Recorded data
- - -
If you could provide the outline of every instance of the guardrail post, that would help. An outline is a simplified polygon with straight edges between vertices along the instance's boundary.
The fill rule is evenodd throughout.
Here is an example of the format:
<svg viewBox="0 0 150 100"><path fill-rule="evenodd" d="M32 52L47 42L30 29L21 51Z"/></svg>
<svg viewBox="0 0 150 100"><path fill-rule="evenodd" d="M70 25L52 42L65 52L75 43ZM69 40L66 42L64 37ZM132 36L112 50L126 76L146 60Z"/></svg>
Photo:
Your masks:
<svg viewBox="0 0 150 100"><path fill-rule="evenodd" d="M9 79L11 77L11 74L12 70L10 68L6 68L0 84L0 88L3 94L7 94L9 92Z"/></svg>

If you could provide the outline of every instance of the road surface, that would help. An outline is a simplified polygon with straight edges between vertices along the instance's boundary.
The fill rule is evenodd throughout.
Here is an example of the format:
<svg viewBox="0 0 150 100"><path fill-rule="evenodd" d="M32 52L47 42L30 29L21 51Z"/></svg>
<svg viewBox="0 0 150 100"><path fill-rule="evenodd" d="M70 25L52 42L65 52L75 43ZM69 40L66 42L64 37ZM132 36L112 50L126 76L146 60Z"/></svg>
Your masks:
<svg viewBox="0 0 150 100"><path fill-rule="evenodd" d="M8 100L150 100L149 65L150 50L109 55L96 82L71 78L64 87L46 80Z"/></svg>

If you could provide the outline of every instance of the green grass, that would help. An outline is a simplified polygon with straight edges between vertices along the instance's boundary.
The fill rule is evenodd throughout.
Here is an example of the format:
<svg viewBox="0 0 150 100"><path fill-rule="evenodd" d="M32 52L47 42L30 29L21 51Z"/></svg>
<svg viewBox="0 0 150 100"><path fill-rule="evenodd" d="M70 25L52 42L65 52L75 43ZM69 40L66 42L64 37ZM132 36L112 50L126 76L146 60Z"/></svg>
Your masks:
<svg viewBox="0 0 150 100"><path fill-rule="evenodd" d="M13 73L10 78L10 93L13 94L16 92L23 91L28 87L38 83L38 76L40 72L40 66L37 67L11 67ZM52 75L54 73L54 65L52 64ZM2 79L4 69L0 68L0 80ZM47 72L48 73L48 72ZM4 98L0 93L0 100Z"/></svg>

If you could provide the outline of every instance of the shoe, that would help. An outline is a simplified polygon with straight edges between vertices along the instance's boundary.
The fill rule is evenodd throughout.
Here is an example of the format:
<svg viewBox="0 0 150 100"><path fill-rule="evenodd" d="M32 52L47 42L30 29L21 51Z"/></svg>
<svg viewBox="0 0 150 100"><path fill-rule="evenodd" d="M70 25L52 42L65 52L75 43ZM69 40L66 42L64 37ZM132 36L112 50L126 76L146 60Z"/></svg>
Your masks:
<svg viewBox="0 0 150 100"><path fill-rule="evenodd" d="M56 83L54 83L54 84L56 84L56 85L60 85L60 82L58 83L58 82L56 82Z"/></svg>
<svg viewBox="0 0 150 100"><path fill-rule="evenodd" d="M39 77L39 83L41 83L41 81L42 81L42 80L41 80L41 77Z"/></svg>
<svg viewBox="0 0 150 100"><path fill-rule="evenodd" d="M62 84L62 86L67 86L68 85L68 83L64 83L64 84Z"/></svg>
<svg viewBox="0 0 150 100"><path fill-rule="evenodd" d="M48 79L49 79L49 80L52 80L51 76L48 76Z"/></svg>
- - -
TASK GOAL: Quote all of the rows above verbatim, without changing a single character.

EXERCISE ANSWER:
If you could provide the outline of every instance of the guardrail post, that would help. An outline is a simplified polygon with straight edges between vertices along the instance's boundary.
The fill rule is evenodd throughout.
Here is an example of the format:
<svg viewBox="0 0 150 100"><path fill-rule="evenodd" d="M32 52L47 42L30 29L21 51Z"/></svg>
<svg viewBox="0 0 150 100"><path fill-rule="evenodd" d="M70 25L52 42L65 52L75 43ZM69 40L66 42L64 37ZM132 36L112 50L126 76L146 60Z"/></svg>
Photo:
Your masks:
<svg viewBox="0 0 150 100"><path fill-rule="evenodd" d="M9 79L11 77L11 74L12 70L10 68L6 68L0 84L0 88L3 94L7 94L9 92Z"/></svg>

If you could provide the outline of every instance of the road surface, that would help. An outline is a simplified polygon with straight edges between vertices along the instance's boundary.
The fill rule is evenodd throughout.
Here is an example of the format:
<svg viewBox="0 0 150 100"><path fill-rule="evenodd" d="M32 52L47 42L30 29L21 51Z"/></svg>
<svg viewBox="0 0 150 100"><path fill-rule="evenodd" d="M70 25L52 42L65 52L75 43ZM69 40L66 42L64 37ZM132 36L112 50L126 76L146 60Z"/></svg>
Your masks:
<svg viewBox="0 0 150 100"><path fill-rule="evenodd" d="M8 100L150 100L149 65L150 50L109 55L96 82L71 78L64 87L46 80Z"/></svg>

If you could provide the outline of every instance of the green grass, that would help. An outline is a simplified polygon with straight edges between vertices along the instance's boundary.
The fill rule is evenodd throughout.
Here is an example of the format:
<svg viewBox="0 0 150 100"><path fill-rule="evenodd" d="M32 52L47 42L30 29L21 51Z"/></svg>
<svg viewBox="0 0 150 100"><path fill-rule="evenodd" d="M70 25L52 42L65 52L75 43ZM69 40L66 42L64 37ZM132 36L112 50L126 76L146 60Z"/></svg>
Your masks:
<svg viewBox="0 0 150 100"><path fill-rule="evenodd" d="M13 73L10 78L10 93L13 94L16 92L23 91L28 87L38 83L38 76L40 72L40 66L37 67L11 67ZM52 75L54 73L54 65L52 64ZM2 79L4 69L0 68L0 80ZM47 72L48 73L48 72ZM4 98L0 93L0 100Z"/></svg>

If you could provide the outline of every instance of the shoe, that would help. An outline is a simplified polygon with straight edges between vertices along the instance's boundary.
The fill rule is evenodd throughout.
Here is an example of the format:
<svg viewBox="0 0 150 100"><path fill-rule="evenodd" d="M32 52L47 42L30 29L21 51Z"/></svg>
<svg viewBox="0 0 150 100"><path fill-rule="evenodd" d="M70 25L52 42L65 52L75 43ZM69 40L66 42L64 37ZM132 36L112 50L126 76L146 60Z"/></svg>
Your masks:
<svg viewBox="0 0 150 100"><path fill-rule="evenodd" d="M56 83L54 83L54 84L56 84L56 85L60 85L60 82L58 83L58 82L56 82Z"/></svg>
<svg viewBox="0 0 150 100"><path fill-rule="evenodd" d="M39 77L39 83L41 83L41 81L42 81L42 80L41 80L41 77Z"/></svg>
<svg viewBox="0 0 150 100"><path fill-rule="evenodd" d="M62 84L62 86L67 86L68 85L68 83L64 83L64 84Z"/></svg>
<svg viewBox="0 0 150 100"><path fill-rule="evenodd" d="M48 79L49 79L49 80L52 80L51 76L48 76Z"/></svg>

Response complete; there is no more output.